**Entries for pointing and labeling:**
_ _ _ _
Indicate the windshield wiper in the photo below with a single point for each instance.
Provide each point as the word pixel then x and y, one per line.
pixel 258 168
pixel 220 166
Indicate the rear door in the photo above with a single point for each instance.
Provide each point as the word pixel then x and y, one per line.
_ _ _ _
**To do:**
Copy the listing from its start through the line containing "pixel 220 166", inclusive, but swap "windshield wiper" for "wiper blade" and change nothing else.

**Task answer:**
Indicate the wiper blade in the photo below with a single point for each instance.
Provide each point as the word pixel then x and y, one per line.
pixel 258 168
pixel 220 166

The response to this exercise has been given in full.